YOUR INSTRUCTIONS: The required output is the exact run of lines below that opens at the line with "request | place a dot on the fish scale, x" and closes at the line with "request | place a dot on the anal".
######
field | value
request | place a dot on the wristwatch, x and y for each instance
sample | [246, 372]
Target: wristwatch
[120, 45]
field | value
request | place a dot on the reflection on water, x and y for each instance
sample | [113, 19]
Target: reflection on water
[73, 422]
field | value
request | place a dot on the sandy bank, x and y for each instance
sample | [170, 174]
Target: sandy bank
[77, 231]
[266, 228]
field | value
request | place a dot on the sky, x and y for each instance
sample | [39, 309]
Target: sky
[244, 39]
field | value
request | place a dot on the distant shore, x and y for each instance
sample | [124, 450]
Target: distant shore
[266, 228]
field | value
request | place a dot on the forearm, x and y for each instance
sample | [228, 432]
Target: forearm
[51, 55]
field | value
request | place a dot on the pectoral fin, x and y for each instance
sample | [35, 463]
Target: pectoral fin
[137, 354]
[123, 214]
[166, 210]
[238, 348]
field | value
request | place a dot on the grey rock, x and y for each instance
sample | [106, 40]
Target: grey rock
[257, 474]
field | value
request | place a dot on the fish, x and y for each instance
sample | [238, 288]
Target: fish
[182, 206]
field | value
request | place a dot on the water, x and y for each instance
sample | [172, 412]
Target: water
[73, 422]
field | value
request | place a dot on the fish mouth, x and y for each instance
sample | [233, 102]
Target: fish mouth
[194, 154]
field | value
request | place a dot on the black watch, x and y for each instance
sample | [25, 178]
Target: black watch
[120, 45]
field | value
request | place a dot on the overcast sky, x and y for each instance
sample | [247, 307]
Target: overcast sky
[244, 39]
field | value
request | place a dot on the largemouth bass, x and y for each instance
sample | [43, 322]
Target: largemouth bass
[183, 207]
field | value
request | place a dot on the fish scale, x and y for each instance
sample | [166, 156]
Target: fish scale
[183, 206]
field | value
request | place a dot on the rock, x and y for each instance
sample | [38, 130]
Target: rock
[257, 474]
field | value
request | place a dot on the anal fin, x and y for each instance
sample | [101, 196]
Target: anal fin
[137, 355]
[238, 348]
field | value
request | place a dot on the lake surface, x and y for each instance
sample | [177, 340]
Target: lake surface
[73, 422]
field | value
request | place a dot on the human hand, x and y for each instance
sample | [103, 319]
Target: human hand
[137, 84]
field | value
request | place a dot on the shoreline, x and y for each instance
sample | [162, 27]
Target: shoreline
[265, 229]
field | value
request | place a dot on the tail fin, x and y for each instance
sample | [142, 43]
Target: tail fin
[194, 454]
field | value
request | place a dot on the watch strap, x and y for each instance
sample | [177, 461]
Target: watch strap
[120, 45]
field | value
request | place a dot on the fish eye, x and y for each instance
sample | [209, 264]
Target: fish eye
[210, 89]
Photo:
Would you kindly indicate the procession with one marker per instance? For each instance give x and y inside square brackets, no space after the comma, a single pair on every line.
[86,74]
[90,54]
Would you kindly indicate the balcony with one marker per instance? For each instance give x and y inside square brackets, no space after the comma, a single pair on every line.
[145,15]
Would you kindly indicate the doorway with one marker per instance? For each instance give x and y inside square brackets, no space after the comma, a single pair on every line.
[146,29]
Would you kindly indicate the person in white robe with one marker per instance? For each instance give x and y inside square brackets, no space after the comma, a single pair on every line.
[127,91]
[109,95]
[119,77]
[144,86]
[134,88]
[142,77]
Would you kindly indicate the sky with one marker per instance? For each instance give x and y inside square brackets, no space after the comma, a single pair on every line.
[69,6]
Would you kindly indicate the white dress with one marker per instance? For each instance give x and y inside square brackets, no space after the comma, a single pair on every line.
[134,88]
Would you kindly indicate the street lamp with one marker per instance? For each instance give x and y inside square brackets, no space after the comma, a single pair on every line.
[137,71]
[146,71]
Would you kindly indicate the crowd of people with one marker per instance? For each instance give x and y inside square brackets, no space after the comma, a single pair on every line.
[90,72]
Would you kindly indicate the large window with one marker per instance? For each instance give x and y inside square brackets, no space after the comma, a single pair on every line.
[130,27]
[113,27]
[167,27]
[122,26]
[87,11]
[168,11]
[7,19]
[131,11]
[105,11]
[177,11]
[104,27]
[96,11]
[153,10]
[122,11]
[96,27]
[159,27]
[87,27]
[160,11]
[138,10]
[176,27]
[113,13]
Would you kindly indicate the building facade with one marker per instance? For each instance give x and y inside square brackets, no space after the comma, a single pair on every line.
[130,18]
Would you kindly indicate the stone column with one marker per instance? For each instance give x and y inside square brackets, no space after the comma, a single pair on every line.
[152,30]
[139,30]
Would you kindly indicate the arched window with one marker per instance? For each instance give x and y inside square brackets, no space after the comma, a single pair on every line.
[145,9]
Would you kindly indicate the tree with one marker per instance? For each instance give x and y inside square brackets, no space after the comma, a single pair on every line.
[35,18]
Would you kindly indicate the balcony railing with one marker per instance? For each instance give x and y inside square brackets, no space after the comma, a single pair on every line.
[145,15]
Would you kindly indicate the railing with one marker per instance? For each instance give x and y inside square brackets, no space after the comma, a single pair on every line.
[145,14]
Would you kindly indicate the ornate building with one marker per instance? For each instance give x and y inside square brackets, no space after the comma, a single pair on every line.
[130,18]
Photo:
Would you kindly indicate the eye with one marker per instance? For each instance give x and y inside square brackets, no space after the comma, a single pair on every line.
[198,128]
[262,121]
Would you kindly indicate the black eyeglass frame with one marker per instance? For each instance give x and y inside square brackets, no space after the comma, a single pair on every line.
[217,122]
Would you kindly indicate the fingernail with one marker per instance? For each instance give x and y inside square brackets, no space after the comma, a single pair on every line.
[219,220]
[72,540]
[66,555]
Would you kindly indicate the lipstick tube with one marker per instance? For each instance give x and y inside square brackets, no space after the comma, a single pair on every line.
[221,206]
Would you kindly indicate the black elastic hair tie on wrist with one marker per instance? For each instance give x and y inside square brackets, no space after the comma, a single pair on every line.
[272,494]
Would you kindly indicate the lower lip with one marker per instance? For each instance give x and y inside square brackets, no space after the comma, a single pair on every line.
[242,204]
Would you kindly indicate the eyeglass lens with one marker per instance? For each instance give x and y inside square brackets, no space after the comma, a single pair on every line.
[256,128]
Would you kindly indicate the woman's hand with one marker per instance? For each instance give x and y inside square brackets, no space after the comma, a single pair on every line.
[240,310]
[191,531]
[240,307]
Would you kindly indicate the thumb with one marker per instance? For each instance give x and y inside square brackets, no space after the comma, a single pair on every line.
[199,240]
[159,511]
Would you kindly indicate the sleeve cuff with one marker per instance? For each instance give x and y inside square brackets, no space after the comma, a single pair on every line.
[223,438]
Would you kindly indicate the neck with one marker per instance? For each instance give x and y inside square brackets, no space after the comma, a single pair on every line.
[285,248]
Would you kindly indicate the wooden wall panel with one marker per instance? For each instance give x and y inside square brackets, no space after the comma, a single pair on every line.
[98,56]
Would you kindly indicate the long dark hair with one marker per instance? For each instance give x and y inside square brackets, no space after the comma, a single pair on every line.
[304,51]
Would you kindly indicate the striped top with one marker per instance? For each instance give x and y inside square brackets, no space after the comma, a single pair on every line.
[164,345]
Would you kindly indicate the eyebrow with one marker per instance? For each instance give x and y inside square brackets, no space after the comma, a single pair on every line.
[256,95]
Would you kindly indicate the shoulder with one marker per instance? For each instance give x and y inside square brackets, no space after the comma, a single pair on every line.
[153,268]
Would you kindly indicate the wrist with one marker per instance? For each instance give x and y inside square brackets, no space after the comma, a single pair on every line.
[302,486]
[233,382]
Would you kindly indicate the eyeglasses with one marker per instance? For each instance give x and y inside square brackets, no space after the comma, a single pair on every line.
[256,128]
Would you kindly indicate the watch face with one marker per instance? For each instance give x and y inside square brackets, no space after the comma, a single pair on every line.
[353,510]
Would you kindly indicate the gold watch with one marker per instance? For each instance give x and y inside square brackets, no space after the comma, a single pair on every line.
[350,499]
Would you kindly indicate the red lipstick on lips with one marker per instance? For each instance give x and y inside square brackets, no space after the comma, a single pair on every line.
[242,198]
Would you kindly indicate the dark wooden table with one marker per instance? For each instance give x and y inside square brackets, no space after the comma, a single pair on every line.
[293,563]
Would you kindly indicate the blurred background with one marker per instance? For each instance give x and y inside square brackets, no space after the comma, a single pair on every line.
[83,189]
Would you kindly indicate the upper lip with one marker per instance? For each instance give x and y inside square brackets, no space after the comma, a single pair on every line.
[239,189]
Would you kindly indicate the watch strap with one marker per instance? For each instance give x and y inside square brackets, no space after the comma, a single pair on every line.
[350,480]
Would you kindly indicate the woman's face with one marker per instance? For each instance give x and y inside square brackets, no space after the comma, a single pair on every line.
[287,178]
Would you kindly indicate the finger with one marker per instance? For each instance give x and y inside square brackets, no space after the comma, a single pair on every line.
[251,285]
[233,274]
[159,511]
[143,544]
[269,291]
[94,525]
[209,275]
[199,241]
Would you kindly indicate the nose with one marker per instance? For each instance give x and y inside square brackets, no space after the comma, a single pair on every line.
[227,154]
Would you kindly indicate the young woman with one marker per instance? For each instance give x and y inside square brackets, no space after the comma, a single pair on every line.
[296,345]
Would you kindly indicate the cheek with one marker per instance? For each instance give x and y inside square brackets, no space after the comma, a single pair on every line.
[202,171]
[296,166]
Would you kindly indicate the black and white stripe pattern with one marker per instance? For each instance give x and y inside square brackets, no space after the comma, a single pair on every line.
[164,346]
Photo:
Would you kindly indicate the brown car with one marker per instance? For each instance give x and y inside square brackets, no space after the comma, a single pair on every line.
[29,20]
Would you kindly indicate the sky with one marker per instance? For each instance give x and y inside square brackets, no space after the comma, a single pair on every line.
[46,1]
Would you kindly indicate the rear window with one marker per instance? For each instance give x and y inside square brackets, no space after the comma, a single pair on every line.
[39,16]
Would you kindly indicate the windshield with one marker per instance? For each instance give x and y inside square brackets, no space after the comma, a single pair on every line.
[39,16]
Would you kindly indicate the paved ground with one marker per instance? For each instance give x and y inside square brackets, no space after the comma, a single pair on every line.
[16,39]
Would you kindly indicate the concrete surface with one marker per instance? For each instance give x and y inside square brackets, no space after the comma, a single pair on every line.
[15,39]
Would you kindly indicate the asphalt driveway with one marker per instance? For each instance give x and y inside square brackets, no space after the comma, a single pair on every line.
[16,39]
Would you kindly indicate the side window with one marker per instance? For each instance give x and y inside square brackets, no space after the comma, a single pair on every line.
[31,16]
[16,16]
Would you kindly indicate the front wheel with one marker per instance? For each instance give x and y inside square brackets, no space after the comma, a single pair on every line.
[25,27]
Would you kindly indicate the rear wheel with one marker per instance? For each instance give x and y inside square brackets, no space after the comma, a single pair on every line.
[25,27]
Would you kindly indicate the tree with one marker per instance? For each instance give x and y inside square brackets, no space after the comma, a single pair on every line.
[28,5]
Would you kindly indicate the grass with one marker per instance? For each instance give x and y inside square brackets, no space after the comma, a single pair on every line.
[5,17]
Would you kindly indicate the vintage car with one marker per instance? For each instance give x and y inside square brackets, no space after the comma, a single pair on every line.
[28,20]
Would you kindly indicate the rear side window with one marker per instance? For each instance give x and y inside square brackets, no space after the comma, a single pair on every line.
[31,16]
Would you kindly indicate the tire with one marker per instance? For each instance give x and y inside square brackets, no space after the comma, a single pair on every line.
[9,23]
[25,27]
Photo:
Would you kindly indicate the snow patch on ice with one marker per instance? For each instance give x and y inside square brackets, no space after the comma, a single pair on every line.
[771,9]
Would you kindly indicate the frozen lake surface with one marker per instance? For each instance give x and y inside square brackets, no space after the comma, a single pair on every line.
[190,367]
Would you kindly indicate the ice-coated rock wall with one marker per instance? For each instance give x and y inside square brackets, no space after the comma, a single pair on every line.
######
EXERCISE SOLUTION:
request | place a dot on the fish scale, x and y for each instance
sample | [166, 156]
Target: fish scale
[183, 206]
field | value
request | place a dot on the rock, x and y for each instance
sample | [38, 130]
Target: rock
[257, 474]
field | value
request | place a dot on the anal fin, x and y for each instance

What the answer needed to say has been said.